THE TASK:
A verbatim reproduction of the lines below, from the line containing "<point>223,315</point>" through the line containing "<point>214,197</point>", both ends included, is the whole required output.

=== DATA UNDER STUDY ===

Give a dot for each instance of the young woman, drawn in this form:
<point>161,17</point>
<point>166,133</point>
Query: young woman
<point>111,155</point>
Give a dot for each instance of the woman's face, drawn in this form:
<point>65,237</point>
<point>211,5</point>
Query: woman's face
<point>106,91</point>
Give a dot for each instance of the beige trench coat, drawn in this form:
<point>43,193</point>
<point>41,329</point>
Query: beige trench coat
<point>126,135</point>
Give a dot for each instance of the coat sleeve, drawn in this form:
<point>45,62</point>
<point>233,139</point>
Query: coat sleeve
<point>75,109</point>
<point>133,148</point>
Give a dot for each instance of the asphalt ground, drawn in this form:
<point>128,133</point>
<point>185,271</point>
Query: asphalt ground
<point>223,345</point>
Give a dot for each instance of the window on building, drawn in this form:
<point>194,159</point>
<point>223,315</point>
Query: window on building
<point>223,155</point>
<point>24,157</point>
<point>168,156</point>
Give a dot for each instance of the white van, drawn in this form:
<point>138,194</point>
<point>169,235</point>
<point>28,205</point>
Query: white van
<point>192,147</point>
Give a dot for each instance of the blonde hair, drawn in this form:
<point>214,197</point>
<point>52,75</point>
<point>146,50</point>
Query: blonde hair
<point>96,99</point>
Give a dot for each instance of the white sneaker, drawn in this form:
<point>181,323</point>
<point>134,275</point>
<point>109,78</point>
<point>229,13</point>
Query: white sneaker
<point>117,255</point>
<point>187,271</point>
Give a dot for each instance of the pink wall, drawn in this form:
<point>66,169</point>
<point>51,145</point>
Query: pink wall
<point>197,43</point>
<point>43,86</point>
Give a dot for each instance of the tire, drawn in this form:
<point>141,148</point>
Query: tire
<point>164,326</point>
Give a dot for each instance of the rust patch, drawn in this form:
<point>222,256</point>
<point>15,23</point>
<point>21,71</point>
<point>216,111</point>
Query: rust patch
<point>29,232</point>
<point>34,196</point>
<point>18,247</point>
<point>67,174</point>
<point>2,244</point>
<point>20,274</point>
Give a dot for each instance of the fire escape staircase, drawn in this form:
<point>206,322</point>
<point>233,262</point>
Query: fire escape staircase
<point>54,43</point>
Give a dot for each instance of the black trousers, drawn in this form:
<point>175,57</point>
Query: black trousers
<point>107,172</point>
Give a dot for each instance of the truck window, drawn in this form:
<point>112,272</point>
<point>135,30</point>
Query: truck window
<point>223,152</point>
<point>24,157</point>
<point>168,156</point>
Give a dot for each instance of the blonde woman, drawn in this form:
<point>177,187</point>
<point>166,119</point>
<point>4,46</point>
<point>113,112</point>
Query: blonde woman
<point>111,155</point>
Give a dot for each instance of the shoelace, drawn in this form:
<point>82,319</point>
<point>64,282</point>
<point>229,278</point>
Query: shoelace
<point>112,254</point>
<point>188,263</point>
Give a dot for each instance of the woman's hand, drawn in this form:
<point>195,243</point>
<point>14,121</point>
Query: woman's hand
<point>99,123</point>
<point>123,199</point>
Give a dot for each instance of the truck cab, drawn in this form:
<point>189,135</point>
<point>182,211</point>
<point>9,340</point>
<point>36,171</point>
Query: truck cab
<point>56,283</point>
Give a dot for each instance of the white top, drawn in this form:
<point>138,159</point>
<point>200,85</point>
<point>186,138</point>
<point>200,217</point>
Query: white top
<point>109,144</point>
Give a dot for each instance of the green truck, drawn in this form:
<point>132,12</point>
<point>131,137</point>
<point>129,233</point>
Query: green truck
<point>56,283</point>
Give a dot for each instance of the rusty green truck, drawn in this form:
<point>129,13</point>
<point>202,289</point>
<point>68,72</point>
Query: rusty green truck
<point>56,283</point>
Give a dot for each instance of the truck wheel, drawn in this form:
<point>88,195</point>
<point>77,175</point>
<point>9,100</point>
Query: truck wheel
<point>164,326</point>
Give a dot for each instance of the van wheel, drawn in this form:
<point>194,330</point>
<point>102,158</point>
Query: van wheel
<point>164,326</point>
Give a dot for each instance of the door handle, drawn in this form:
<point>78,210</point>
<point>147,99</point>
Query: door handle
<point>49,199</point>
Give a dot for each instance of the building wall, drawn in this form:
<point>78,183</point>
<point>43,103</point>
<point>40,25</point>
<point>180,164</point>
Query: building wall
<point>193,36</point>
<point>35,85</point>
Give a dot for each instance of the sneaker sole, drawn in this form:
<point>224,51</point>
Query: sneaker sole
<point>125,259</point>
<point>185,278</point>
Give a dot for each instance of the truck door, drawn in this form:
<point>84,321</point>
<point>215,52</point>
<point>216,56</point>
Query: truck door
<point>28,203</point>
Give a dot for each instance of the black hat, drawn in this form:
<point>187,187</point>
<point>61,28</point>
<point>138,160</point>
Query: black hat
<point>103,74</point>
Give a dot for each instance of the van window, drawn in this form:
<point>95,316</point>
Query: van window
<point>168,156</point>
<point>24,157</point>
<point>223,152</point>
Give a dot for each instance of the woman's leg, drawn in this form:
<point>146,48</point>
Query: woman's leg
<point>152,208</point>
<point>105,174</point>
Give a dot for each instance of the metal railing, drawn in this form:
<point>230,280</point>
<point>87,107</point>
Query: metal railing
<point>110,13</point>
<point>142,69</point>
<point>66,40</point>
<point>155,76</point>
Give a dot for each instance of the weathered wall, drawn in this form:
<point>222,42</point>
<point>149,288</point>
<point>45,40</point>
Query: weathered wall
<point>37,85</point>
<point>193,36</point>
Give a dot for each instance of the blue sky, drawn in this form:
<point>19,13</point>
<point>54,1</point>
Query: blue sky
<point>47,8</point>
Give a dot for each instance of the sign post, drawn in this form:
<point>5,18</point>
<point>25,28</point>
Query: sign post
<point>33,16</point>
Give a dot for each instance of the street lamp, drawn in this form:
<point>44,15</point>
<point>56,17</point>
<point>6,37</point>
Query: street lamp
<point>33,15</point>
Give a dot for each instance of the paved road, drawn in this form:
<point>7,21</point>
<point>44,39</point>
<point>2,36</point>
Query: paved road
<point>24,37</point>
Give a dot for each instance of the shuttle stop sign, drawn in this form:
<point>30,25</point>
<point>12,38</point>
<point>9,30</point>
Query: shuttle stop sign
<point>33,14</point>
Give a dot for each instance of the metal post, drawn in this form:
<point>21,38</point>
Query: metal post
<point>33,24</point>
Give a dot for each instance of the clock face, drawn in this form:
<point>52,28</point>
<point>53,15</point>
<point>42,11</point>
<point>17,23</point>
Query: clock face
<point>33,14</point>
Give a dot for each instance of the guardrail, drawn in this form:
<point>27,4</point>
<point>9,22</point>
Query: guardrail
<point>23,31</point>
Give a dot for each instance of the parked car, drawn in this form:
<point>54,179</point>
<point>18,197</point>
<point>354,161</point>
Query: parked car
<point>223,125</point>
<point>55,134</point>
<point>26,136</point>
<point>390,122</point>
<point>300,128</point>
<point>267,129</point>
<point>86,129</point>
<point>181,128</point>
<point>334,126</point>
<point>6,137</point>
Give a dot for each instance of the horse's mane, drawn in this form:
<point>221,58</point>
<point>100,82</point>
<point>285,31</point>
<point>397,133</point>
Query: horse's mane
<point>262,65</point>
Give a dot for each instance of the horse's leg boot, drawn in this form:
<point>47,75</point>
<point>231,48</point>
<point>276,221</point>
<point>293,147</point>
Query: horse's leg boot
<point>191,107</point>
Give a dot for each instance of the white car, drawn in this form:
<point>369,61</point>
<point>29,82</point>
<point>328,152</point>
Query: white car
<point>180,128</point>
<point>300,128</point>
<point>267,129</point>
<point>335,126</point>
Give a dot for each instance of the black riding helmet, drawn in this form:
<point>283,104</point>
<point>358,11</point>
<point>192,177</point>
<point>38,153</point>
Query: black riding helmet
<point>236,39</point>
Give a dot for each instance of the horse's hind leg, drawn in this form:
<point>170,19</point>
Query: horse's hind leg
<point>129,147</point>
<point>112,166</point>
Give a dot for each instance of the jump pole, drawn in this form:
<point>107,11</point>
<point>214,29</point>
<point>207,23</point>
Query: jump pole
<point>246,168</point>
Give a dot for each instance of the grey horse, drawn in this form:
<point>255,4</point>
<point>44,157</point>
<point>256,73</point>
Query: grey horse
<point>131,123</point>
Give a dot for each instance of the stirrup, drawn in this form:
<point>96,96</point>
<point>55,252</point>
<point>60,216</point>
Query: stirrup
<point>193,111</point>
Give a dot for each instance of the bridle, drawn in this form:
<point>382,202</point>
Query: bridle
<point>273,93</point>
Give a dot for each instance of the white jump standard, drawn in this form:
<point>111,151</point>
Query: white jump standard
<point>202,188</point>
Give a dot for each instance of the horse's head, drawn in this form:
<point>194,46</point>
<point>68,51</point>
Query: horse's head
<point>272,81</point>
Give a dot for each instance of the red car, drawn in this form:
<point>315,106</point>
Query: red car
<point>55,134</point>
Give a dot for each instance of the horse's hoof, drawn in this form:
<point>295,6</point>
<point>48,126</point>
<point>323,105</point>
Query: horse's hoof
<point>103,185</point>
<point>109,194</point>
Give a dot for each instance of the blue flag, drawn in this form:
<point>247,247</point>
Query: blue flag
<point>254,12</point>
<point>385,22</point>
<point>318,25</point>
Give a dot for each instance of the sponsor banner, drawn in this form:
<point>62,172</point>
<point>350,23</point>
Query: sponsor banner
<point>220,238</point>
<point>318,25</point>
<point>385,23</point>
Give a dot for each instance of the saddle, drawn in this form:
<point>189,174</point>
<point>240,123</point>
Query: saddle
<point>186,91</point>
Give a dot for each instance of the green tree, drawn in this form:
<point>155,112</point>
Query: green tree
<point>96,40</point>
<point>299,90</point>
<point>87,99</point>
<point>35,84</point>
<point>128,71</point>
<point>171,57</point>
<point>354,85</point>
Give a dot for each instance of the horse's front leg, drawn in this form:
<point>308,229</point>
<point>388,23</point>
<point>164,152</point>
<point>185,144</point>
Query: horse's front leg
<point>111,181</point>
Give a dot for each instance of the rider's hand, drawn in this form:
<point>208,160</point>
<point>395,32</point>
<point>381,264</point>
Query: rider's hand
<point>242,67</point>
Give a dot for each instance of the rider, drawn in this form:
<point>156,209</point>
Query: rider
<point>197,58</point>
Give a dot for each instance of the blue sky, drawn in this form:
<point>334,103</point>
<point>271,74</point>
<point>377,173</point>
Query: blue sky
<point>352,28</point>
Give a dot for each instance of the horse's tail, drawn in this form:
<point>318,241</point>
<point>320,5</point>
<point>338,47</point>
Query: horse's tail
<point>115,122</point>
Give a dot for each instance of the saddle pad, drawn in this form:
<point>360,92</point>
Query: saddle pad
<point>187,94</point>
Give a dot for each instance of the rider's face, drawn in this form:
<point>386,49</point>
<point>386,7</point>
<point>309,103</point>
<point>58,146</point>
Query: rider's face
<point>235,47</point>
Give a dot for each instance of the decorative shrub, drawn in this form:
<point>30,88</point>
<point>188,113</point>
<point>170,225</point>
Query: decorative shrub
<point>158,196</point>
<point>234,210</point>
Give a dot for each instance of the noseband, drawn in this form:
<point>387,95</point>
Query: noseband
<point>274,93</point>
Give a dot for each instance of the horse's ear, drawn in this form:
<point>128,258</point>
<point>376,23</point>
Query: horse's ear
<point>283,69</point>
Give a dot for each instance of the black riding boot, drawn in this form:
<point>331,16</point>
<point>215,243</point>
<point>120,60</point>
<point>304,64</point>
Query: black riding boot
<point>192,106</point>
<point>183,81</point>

===

SOLUTION BELOW:
<point>223,315</point>
Query: window on building
<point>223,155</point>
<point>24,157</point>
<point>168,156</point>
Give a dot for each instance of the white van, drawn in this form:
<point>138,194</point>
<point>169,235</point>
<point>28,205</point>
Query: white van
<point>192,147</point>
Give a dot for each instance of the blonde hair, drawn in this form:
<point>214,197</point>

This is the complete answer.